"""

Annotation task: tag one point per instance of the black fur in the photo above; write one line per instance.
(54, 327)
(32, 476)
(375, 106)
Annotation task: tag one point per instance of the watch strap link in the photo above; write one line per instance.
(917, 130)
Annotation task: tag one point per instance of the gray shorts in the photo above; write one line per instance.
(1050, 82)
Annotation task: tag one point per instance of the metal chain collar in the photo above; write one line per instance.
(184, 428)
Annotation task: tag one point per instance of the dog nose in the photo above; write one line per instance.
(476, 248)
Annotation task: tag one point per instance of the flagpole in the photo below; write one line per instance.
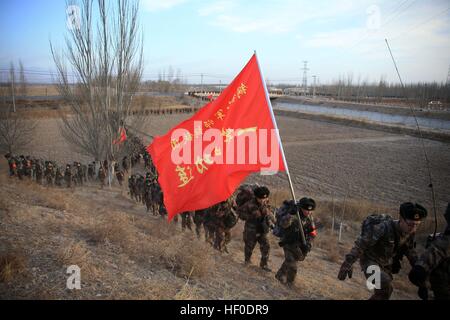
(301, 232)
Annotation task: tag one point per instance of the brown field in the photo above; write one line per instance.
(125, 253)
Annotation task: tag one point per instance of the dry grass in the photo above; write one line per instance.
(74, 253)
(12, 265)
(184, 257)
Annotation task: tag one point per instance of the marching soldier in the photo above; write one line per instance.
(258, 221)
(119, 176)
(289, 225)
(68, 176)
(91, 171)
(225, 219)
(102, 176)
(59, 177)
(49, 172)
(199, 217)
(382, 244)
(433, 266)
(186, 220)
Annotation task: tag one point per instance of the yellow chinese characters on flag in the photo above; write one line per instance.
(202, 160)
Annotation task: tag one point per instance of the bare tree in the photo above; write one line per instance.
(105, 58)
(16, 133)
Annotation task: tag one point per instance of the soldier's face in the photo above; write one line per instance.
(409, 226)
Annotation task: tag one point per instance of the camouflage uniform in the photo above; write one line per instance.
(384, 247)
(291, 244)
(199, 217)
(186, 220)
(435, 261)
(49, 173)
(68, 176)
(209, 224)
(91, 171)
(433, 265)
(257, 219)
(102, 176)
(58, 177)
(224, 221)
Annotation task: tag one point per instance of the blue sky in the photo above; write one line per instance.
(216, 38)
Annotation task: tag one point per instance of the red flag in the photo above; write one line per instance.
(122, 137)
(201, 161)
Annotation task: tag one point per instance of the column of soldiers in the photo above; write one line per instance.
(50, 173)
(381, 246)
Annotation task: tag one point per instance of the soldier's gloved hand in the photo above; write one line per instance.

"""

Problem to solve: Please reproduce every entry above word for word, from the first through the last, and leave out any pictures.

Final result:
Annotation task: tag one point per instance of the black fur in the photo above; write one line per instance.
(54, 327)
(32, 476)
(375, 106)
Annotation task: tag one point per instance of the watch strap link in the photo above; write one line per instance.
(917, 130)
Annotation task: tag one point per instance of the gray shorts in the photo above; write one line per instance.
(1050, 82)
Annotation task: tag one point per instance of the metal chain collar in the photo above; write one line per instance.
(184, 428)
Annotation task: tag one point per instance of the dog nose in the photo above; write one line per instance.
(476, 248)
Annotation task: tag one point per instance of the flagpole in the photo below; write one line per instance.
(301, 232)
Annotation task: tag one point per instance of the brown field in the photo above; write one line per instance.
(125, 253)
Annotation task: tag one point per instance of the dry grass in the photo above; write one line per instance.
(74, 253)
(12, 265)
(184, 257)
Annotation task: tag one point per instance of the marching soldier in the photo above; write one line per instance.
(258, 221)
(119, 176)
(289, 225)
(68, 176)
(91, 171)
(225, 219)
(102, 176)
(59, 177)
(49, 172)
(199, 217)
(382, 244)
(433, 266)
(186, 220)
Annotation task: tag one point per instance of the yellow chinese characters on flag in the photo above; write one line per instance.
(202, 160)
Annotation task: tag one point per instance of the bare tree in the photo above; write one line per instance.
(105, 58)
(16, 133)
Annotation task: tag one point per instance of the soldier's face in the photo above; write one line per instance.
(409, 226)
Annotation task: tag one point per instance of the camouflage uniform in the photo above; write one line per instance.
(384, 247)
(291, 244)
(199, 217)
(186, 220)
(435, 261)
(49, 173)
(68, 176)
(209, 224)
(91, 171)
(433, 265)
(257, 219)
(102, 176)
(58, 177)
(224, 221)
Annotation task: tag one point per instance of the blue sky in the photo above; write one line per instance.
(216, 38)
Annotation task: tag one point per instance of the red flag in the photo above; write one line per instance.
(122, 137)
(201, 161)
Annotation task: tag one point per instance of the column of soldiers in the photo above; write one line per instance.
(50, 173)
(381, 246)
Annotation task: tag one point per instance of the soldier's gloved hand in the photo above; write one line per instance.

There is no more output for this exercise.